-- TO DO --
Beneath this task is a listing; retype all of it exactly.

-- EXTRACTED DATA --

# # # # # # #

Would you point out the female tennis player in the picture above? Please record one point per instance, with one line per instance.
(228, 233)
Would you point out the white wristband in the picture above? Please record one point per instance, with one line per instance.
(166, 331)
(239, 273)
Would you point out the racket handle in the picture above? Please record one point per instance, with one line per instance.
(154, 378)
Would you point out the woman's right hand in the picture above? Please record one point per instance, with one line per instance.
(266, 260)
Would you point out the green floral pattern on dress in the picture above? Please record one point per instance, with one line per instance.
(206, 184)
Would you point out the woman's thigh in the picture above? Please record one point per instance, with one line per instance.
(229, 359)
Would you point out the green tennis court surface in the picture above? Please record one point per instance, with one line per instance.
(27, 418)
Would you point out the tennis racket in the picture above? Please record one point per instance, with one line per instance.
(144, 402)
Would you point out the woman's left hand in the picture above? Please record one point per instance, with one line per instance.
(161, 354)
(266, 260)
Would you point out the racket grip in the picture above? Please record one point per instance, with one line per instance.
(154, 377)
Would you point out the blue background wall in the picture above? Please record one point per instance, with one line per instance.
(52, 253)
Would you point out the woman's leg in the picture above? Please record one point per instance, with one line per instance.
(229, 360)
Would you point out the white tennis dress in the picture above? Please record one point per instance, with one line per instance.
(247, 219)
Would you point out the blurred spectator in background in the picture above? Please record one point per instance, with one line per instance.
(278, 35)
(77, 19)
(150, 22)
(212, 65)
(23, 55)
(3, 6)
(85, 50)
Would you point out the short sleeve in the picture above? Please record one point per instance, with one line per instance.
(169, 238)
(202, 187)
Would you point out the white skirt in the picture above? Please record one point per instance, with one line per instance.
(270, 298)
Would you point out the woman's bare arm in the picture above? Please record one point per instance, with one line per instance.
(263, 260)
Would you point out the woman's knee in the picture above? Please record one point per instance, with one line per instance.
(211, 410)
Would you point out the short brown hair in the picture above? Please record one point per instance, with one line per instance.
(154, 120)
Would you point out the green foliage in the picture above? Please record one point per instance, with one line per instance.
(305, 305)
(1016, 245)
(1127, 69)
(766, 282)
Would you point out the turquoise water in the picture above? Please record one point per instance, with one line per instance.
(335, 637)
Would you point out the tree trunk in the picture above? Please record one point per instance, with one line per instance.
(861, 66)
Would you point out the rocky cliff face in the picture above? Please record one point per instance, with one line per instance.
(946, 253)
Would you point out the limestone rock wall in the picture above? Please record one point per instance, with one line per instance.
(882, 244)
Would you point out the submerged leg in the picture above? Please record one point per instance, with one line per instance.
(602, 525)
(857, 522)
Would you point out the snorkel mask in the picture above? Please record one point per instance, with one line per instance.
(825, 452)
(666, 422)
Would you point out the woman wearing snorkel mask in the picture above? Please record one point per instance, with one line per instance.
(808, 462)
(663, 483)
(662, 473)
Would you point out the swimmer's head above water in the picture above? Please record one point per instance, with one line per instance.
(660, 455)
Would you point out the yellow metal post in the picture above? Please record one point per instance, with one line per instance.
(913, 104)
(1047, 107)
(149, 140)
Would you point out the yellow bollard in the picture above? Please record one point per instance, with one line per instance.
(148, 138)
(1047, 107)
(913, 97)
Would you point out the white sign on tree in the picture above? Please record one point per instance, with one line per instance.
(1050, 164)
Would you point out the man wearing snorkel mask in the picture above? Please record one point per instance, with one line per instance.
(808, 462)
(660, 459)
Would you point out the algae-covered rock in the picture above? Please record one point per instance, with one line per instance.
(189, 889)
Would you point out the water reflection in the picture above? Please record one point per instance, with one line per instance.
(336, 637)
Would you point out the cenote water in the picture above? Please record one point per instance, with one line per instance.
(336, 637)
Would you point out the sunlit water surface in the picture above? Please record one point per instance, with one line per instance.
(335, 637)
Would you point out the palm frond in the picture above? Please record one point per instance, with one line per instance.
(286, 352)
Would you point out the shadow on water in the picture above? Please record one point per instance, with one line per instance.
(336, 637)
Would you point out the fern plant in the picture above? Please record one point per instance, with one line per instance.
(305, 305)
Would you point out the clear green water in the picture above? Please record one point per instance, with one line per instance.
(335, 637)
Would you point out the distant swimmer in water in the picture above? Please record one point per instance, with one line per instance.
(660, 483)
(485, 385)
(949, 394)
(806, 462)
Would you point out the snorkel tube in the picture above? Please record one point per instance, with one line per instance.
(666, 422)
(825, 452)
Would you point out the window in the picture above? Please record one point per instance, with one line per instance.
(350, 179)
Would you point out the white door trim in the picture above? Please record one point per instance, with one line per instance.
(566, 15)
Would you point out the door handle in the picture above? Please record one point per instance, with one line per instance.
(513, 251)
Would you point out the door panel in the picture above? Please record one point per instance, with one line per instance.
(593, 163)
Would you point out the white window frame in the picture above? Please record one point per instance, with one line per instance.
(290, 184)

# # # # # # #

-- FINISHED EXERCISE --
Would you point out the female tennis player in the picture above? Please record one point per instance, with one line per instance.
(228, 233)
Would you point out the white wristband in the picture above? Please record one point per instance, with one line per instance.
(166, 331)
(239, 273)
Would you point out the racket handle in the picture above? Please record one point per instance, with one line per instance.
(154, 378)
Would you point out the woman's right hand in the picture above? Please record one point per instance, with one line per instance.
(266, 260)
Would you point out the green floral pattern on dress in the picture above? Please record one point per instance, with one line per instance.
(206, 184)
Would you point out the woman's thigh in the picture above? Please record one point per instance, with one line per instance.
(229, 359)
Would you point out the green tennis court surface in the picture above? Please record one point per instance, with one line per instance.
(27, 418)
Would you point out the tennis racket in the picture above? Please record one point per instance, with one line per instance.
(144, 402)
Would you point out the woman's left hand in the picture above? Please record one point per instance, with one line per instance.
(161, 354)
(266, 260)
Would you point out the racket grip in the picture above? Please record one point per instance, with one line per instance.
(154, 377)
Would you point out the blue background wall in the picture above? Please record one point per instance, with one line per instance.
(52, 253)
Would you point out the woman's leg in the picture above? Please record one point per instance, with one line per instance.
(229, 360)
Would you point out the white tennis dress in the picture above? Please record one point per instance, with one line per instance.
(247, 219)
Would you point out the blurred spectator in background in the picture above? Please record one point per instance, with one line per instance.
(278, 35)
(77, 19)
(150, 22)
(212, 65)
(23, 55)
(3, 6)
(85, 50)
Would you point out the short sleeve in the picture above? Please record one point per instance, with one line per instance.
(169, 238)
(202, 187)
Would you point out the white skirt in the picture above? Please record one point per instance, with one line per instance.
(270, 298)
Would you point out the woman's bare arm in the picture above? Please record one point per instance, with one line per instance.
(263, 260)
Would you point out the woman's knee in the picture above? Please record one point per instance, with one line per instance.
(211, 410)
Would you point out the short brown hair in the picture above? Please record one point per instance, with one line per instance.
(154, 120)
Would you point out the green foliage in the picture above? Please record one point per instance, with one line per instance.
(305, 305)
(1016, 245)
(1127, 69)
(766, 282)
Would you point out the turquoise water in the picture above? Please record one point per instance, with one line per instance.
(335, 637)
Would you point out the tree trunk in the picture above? Please record one point per instance, with one line per instance.
(861, 66)
Would you point out the rocky cliff face in the picture above? Please record one point per instance, with one line per instance.
(946, 253)
Would you point out the limestone rock wall in the picture above? Please record one point per instance, with one line per instance.
(882, 244)
Would you point out the submerged leg in the picture above? Please record one point per instance, with one line per instance.
(602, 525)
(857, 522)
Would you point out the snorkel mask in the picture above? Please record one point per instance, with one line per instance.
(825, 452)
(666, 422)
Would you point out the woman wearing snorkel mask in the picture above? Please record one point per instance, with one line per instance.
(808, 462)
(663, 483)
(662, 473)
Would you point out the swimmer's head above water in the picture above? Please record one point per instance, with one line per instance.
(660, 455)
Would you point out the yellow metal post in the picture above? Please record one point per instance, with one line per instance.
(913, 104)
(1047, 107)
(149, 140)
Would you point out the yellow bollard in the picture above? Please record one point per instance, with one line per instance.
(148, 138)
(1047, 107)
(913, 97)
Would you point out the white sign on tree in the picture above? Please record one point per instance, with one line per instance.
(1050, 164)
Would you point out the man wearing snorkel mask in the picture above? Please record one point per instance, with one line per instance.
(808, 462)
(660, 459)
Would you point out the algae-covered rock in the picture above? Please record one point per instance, with one line per instance.
(189, 889)
Would you point out the water reflection in the picture above? Please record one point per instance, with one line per instance.
(336, 637)
Would you point out the cenote water in the picture above? Please record one point per instance, with one line per instance.
(336, 637)
Would you point out the sunlit water surface in the picture above? Please record one point per instance, with one line per instance.
(335, 637)
Would you point out the palm frond in the picture above? Please record one point per instance, with one line per instance.
(286, 352)
Would you point out the shadow on water in the picture above? Please record one point per instance, with one line per instance.
(336, 637)
Would you point out the fern plant in the picture above? Please record one point per instance, with one line per instance.
(305, 305)
Would you point out the clear green water in the picture above? Please record one point per instance, with one line per instance.
(335, 637)
Would you point out the distant swimmer in water in the picture above? Please record one point per instance, with one line per instance.
(660, 483)
(485, 385)
(949, 394)
(806, 462)
Would you point out the snorkel tube in the picture above? Please record one point per instance, with one line per instance.
(666, 422)
(825, 452)
Would you point out the window in the picture above? Please record one point per instance, with one line per instance.
(350, 179)
Would you point out the white door trim in the picture above? Please record one point per instance, with one line per instance.
(566, 15)
Would you point out the door handle in the picture above? Please record one point per instance, with one line per instance.
(513, 251)
Would you point out the door panel in the picture above? Please record one point per instance, with one line per instance.
(593, 163)
Would you point out the white window frame in the picture above? Please record one point per instance, with one line per instance.
(290, 184)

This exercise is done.